══ Input data

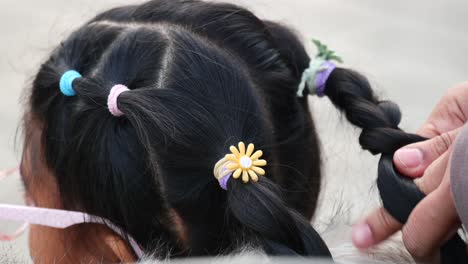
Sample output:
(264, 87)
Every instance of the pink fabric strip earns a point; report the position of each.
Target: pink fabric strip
(114, 94)
(58, 219)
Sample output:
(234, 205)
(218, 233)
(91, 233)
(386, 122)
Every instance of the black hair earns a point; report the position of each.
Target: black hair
(379, 120)
(203, 76)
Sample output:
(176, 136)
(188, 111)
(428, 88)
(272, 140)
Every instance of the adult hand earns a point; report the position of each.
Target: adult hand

════

* **Description of the task**:
Please find every line in the records that contains the word "each", and copy it out.

* **Reply**:
Every instance of the pink fabric strip earns a point; report the position of each.
Every instance of the black hair earns a point; report the position of each.
Every instance of the adult hand earns a point; report the position of each.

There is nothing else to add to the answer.